OBJECTIVE -
From the line containing "like [(872, 493)]." through the last line of the data, return those lines exactly as written and nothing more.

EXTRACTED MATERIAL -
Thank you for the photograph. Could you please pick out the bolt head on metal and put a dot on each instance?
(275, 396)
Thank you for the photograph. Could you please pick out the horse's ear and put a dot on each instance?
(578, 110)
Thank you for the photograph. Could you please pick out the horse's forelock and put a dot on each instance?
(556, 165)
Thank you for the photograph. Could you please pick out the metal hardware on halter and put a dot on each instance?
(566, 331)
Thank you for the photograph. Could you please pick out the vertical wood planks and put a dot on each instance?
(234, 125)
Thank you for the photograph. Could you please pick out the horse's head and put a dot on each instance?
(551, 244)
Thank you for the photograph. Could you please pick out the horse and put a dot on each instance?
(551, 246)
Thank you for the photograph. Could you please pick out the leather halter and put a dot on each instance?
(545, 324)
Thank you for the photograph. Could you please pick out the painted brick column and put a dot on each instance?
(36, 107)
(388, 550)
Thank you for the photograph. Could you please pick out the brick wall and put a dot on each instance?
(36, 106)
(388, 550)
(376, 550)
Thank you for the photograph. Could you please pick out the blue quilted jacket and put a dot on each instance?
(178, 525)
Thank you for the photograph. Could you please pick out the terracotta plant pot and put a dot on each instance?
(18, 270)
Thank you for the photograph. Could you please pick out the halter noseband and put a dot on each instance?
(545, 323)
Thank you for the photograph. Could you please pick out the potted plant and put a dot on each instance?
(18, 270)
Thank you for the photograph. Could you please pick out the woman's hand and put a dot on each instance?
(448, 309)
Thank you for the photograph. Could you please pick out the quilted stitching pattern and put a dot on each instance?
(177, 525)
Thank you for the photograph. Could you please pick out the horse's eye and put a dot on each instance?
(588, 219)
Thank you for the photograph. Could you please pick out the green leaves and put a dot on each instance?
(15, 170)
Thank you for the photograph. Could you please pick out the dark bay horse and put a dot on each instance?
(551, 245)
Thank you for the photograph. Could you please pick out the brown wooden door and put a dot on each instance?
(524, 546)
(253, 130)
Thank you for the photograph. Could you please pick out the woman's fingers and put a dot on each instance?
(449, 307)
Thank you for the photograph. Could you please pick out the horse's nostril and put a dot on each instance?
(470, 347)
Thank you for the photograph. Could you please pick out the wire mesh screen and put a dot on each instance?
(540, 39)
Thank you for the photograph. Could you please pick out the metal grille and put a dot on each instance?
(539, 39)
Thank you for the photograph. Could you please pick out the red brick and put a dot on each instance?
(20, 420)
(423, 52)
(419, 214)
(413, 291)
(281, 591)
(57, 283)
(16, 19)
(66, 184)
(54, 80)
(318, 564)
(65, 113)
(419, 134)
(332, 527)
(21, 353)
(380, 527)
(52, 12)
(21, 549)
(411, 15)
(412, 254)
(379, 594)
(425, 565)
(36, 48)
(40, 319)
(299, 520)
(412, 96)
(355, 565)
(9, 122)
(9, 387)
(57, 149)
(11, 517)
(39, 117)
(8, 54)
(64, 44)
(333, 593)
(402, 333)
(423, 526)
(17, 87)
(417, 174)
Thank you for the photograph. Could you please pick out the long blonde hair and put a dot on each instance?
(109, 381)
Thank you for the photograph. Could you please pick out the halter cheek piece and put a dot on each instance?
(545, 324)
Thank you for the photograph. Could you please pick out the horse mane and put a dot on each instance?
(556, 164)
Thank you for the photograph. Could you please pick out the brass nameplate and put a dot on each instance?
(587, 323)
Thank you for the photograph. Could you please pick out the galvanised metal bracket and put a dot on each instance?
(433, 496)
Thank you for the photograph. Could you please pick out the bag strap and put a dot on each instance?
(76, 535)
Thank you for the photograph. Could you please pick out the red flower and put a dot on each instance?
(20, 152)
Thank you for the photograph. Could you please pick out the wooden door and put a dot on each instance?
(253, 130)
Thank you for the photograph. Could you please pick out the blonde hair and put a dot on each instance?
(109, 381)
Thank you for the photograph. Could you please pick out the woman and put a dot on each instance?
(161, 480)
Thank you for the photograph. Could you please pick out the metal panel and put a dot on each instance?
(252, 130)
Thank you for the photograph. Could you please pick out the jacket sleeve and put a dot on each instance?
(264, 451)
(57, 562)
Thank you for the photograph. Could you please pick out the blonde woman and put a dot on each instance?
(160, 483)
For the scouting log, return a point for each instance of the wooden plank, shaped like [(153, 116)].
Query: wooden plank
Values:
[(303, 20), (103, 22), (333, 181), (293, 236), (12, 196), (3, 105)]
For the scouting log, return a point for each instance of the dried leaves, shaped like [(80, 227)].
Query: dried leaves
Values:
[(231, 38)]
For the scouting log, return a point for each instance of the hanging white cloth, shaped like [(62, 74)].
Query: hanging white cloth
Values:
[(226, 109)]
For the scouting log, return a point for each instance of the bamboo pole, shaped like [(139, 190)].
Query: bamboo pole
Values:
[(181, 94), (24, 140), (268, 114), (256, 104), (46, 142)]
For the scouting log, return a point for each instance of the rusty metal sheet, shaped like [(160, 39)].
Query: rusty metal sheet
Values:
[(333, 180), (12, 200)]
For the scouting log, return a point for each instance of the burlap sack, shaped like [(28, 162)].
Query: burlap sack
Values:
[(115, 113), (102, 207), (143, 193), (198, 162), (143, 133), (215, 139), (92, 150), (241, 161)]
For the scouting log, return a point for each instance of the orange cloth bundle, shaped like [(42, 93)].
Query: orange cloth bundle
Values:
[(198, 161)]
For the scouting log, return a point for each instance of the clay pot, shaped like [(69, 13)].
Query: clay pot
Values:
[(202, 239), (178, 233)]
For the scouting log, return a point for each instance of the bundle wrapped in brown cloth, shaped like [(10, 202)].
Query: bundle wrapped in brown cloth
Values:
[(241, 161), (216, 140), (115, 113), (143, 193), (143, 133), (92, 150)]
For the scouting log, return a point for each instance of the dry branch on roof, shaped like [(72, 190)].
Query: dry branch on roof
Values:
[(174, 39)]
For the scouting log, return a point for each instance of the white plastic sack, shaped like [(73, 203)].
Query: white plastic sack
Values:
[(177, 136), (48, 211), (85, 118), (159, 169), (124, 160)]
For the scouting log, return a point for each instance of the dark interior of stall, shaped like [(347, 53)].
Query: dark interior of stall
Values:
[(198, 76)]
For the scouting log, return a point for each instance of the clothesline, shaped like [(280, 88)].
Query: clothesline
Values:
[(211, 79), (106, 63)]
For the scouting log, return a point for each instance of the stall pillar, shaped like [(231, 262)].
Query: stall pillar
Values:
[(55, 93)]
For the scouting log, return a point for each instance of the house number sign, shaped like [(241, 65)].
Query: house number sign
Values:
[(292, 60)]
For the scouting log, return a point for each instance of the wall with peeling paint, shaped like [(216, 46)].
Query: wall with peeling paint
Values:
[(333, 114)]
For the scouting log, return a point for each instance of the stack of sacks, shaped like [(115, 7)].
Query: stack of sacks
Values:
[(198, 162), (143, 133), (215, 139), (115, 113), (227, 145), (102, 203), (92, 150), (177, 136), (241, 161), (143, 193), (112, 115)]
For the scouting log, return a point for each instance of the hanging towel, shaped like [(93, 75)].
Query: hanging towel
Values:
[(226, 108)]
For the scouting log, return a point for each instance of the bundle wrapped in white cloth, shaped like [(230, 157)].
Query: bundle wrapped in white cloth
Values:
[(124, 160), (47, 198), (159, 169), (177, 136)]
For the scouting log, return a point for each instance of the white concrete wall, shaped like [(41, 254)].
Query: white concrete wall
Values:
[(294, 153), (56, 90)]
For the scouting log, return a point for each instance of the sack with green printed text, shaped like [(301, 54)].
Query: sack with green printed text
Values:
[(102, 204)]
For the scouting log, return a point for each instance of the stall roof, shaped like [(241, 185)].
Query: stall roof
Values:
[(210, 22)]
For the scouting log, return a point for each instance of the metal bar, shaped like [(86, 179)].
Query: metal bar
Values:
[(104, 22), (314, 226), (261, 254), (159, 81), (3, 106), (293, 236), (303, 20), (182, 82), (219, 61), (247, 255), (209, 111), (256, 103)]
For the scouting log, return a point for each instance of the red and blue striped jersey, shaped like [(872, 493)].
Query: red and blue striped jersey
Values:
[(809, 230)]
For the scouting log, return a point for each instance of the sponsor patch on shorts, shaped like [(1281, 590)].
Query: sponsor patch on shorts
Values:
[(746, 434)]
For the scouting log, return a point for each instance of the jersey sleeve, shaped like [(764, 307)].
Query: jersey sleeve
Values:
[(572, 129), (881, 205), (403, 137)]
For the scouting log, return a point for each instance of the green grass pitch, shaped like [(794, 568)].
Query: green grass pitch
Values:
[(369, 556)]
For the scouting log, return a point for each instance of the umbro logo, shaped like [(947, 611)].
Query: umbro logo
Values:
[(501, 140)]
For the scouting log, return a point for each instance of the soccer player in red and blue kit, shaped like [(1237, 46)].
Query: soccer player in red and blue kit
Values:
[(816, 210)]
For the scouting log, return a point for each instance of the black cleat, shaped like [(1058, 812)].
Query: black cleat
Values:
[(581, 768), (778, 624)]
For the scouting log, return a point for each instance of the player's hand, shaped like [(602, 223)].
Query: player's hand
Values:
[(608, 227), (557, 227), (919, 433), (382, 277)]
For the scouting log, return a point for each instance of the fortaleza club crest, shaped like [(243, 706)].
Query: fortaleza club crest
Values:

ANSWER TO THE PROBLEM -
For the scouting log, return a point for each instance of the red and blue striped jersey, shaped like [(872, 493)].
Query: red and blue striped jersey
Values:
[(809, 230)]
For the scouting log, return a point for each instance of the sponsor patch on shorts, shaped like [(1281, 590)].
Query: sponsor patch on shorts
Values:
[(746, 434)]
For the scouting log, return a point for each instance of the jersey sleeve, shaped like [(764, 307)].
Query: jersey sleeve
Values:
[(572, 129), (881, 205), (403, 137)]
For the scouting log, return a point for each instance of the green grass pitch, shaped like [(794, 568)].
Query: green grass pitch
Values:
[(369, 556)]
For the scouting log, return a point for each instance of the umbro logo, shaped like [(947, 611)].
Query: umbro logo
Values:
[(501, 140)]
For the scouting log, return a point for each instance of the soccer player in red and blue kit, shaped like [(1237, 46)].
Query: soccer player in red and blue kit
Values:
[(816, 210)]
For the scouting log, return a point for each instance of the black cleat, shaped like [(1058, 812)].
Query: black cleat
Values:
[(581, 768), (778, 624)]
For the scouting log, return a point for each instance of the player's hand, shaped like [(602, 223)].
Query: player's hand
Values:
[(608, 227), (557, 227), (919, 433), (382, 277)]
For the scouting log, return a point for each instance of the fortaleza club crest, shaped like [(243, 706)].
Query: fortaleza club crest
Values:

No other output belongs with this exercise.